* _Goal_
Lay out the records below as a Markdown table with the columns Row and Line, numbering each row and leaving out blank lines. Begin at the line that has "Quickly — is any train windshield" and stop after the line that has "[305,62,609,515]".

━━━━━ Recorded information ━━━━━

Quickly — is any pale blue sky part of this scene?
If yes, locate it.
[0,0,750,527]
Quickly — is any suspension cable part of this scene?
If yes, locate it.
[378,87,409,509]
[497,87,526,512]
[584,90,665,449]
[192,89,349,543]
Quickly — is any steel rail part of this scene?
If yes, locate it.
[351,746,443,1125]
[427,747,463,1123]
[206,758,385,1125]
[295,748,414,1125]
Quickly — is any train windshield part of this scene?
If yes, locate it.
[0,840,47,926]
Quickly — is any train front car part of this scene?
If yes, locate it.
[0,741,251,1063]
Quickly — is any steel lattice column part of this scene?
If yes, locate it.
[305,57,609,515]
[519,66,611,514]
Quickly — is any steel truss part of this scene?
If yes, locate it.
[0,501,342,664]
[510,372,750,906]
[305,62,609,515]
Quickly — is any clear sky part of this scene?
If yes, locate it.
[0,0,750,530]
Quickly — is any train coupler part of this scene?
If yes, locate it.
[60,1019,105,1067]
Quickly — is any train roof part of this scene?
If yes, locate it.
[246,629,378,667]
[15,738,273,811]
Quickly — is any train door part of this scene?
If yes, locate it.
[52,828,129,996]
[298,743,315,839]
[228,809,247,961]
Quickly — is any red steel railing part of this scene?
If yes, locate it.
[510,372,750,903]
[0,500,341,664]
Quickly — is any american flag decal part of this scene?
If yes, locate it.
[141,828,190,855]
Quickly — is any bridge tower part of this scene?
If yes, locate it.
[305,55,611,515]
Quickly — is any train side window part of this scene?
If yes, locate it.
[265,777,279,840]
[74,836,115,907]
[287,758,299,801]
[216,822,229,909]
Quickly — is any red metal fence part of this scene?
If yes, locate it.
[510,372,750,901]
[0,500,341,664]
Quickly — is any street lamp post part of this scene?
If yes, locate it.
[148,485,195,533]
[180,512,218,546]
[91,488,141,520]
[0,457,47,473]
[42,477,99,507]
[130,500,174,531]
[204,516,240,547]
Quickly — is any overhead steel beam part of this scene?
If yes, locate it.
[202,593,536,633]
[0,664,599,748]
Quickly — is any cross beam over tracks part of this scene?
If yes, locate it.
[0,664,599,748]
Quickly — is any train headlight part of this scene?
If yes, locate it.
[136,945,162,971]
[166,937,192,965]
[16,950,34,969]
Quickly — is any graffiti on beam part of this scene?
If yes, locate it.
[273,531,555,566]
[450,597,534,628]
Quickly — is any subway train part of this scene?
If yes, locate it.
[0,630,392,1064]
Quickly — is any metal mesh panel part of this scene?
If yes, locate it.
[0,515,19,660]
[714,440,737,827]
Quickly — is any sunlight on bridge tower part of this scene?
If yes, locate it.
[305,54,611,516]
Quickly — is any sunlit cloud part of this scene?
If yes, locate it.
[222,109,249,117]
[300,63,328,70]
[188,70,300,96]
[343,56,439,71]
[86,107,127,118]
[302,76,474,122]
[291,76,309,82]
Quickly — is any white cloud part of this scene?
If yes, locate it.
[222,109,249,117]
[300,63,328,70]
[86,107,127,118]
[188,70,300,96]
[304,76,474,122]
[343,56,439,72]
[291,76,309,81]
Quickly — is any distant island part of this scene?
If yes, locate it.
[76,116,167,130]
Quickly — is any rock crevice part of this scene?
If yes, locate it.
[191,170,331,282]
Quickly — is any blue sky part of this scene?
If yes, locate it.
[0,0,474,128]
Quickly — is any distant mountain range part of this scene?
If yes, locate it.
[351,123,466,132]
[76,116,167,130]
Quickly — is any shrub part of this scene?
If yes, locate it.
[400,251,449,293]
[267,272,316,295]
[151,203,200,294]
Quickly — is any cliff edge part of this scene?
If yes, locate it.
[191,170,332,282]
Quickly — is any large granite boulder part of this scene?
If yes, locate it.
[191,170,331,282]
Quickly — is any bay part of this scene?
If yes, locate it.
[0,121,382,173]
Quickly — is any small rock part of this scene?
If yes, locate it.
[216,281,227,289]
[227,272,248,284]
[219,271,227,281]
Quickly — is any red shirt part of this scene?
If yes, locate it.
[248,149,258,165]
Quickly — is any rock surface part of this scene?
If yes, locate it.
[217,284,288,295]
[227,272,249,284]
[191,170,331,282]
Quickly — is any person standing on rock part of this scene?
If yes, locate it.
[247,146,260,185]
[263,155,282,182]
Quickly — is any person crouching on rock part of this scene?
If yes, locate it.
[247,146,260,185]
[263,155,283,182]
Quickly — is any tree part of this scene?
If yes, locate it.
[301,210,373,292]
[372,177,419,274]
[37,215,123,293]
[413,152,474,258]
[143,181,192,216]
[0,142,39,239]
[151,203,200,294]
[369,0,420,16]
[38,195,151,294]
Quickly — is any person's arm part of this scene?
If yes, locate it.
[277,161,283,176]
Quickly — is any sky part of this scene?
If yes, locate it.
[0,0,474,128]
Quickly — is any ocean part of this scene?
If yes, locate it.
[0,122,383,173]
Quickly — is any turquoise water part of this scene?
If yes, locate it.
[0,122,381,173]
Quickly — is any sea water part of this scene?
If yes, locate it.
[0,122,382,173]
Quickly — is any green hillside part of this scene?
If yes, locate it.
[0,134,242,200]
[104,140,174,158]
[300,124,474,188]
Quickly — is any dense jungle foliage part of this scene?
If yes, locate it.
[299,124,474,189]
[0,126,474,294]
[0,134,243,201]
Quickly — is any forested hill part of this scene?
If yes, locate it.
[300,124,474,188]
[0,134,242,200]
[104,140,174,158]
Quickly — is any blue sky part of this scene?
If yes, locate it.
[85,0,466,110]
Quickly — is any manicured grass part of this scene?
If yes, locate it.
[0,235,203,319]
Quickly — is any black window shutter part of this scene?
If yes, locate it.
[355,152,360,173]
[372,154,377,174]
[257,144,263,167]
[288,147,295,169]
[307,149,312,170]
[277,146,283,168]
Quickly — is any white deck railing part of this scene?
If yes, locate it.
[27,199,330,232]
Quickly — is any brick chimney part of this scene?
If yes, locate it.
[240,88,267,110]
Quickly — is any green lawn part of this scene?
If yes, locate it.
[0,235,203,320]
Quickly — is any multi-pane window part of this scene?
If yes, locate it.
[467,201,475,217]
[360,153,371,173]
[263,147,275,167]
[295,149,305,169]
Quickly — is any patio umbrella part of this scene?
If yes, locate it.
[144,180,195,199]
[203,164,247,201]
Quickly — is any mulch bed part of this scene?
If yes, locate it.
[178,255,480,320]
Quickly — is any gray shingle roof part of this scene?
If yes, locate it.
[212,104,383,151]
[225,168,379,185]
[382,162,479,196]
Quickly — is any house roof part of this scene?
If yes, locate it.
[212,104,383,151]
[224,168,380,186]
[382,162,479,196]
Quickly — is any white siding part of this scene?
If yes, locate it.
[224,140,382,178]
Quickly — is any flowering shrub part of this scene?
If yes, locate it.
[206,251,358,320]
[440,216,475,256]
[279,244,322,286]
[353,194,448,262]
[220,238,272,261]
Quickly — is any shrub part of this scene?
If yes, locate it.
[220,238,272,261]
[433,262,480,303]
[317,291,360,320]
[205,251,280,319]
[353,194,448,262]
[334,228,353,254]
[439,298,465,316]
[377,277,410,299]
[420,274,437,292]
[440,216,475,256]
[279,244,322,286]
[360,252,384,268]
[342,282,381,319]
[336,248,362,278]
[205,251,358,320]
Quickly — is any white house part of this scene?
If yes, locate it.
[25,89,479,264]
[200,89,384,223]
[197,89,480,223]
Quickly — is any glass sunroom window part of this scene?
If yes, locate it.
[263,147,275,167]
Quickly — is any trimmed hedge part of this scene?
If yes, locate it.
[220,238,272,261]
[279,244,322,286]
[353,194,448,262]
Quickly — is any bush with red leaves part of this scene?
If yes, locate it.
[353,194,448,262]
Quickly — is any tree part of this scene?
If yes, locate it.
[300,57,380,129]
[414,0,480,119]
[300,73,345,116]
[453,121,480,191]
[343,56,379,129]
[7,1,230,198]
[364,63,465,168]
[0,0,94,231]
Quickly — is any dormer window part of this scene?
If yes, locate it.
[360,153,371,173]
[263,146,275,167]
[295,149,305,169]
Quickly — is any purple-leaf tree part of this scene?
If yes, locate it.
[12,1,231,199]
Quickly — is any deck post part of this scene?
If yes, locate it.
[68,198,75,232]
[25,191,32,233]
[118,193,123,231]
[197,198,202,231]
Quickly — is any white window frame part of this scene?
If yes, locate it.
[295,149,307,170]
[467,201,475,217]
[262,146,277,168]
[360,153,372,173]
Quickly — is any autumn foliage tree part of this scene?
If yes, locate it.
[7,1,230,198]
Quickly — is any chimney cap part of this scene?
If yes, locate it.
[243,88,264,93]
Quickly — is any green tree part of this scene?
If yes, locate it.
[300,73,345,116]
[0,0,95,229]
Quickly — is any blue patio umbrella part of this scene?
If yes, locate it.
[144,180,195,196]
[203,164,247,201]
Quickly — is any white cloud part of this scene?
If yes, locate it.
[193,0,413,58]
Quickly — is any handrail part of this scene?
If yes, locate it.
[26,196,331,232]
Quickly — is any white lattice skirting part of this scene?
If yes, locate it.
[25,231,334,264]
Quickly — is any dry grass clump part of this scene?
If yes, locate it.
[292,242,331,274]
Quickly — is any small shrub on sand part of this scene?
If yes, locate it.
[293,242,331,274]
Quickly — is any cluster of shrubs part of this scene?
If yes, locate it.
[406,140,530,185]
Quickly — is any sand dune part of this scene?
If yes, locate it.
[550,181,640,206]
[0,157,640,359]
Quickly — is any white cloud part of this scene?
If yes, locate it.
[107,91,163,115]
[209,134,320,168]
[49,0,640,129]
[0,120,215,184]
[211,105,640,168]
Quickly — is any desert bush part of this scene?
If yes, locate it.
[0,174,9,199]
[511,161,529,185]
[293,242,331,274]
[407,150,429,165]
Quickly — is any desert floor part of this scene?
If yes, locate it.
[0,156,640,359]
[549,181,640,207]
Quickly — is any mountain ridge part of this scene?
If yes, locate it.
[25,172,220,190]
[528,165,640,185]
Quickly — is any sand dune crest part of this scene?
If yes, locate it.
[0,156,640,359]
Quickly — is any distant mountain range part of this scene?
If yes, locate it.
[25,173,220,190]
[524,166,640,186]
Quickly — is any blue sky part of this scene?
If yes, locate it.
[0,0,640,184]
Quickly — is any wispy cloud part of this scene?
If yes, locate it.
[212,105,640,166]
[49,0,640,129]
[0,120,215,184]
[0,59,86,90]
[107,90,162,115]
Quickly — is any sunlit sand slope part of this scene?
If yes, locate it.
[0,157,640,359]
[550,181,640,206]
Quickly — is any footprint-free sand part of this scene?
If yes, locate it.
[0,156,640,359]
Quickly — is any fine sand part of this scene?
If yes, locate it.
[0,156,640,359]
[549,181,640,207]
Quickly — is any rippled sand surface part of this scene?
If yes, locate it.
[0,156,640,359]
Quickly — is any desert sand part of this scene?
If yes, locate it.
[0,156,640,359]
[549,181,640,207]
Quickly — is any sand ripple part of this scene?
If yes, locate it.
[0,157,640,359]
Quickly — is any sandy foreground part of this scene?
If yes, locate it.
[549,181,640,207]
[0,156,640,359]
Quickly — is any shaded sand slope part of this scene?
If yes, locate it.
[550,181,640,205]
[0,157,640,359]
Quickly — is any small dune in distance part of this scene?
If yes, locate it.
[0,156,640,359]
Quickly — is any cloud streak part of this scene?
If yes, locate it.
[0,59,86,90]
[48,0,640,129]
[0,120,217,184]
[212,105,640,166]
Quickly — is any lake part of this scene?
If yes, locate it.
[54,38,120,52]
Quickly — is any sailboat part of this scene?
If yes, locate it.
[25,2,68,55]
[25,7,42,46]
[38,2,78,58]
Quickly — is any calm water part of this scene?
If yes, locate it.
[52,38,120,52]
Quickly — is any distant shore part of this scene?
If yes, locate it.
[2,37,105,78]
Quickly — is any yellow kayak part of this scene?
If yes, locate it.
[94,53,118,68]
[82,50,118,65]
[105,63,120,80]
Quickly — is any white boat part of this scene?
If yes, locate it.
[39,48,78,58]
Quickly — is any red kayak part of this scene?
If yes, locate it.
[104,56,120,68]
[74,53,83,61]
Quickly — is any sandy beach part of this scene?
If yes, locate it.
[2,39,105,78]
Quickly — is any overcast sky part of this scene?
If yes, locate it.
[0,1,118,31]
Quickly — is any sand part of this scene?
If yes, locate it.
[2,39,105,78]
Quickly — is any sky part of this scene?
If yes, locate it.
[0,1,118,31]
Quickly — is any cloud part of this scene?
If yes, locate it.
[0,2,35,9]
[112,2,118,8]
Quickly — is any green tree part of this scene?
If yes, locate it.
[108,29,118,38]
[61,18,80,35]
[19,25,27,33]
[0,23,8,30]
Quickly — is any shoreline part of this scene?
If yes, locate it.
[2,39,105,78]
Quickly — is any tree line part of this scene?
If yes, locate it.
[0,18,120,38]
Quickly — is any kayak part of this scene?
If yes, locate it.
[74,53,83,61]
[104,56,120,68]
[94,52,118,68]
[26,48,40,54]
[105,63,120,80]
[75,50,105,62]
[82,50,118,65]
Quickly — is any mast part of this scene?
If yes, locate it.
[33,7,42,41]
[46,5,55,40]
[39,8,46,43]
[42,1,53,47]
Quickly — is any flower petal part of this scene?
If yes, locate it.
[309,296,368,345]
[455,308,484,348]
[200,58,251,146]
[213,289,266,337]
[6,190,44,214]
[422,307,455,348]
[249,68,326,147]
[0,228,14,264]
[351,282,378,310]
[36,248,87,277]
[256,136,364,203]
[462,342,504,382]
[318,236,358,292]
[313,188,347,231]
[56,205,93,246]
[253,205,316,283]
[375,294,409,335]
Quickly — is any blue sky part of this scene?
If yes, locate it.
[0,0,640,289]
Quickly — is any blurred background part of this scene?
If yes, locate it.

━━━━━

* _Answer to this exercise_
| Row | Line |
|---|---|
| 1 | Quickly — is any train windshield part of this scene? |
| 2 | If yes, locate it. |
| 3 | [0,840,47,926] |
| 4 | Quickly — is any train front car part of this scene? |
| 5 | If yes, locate it. |
| 6 | [0,741,251,1063] |
| 7 | Quickly — is any steel lattice column part of this scene? |
| 8 | If yes, locate it. |
| 9 | [305,57,609,515] |
| 10 | [519,66,611,514] |
| 11 | Quickly — is any steel truss part of this scene? |
| 12 | If yes, locate it. |
| 13 | [0,501,342,664] |
| 14 | [510,372,750,906] |
| 15 | [305,62,609,515] |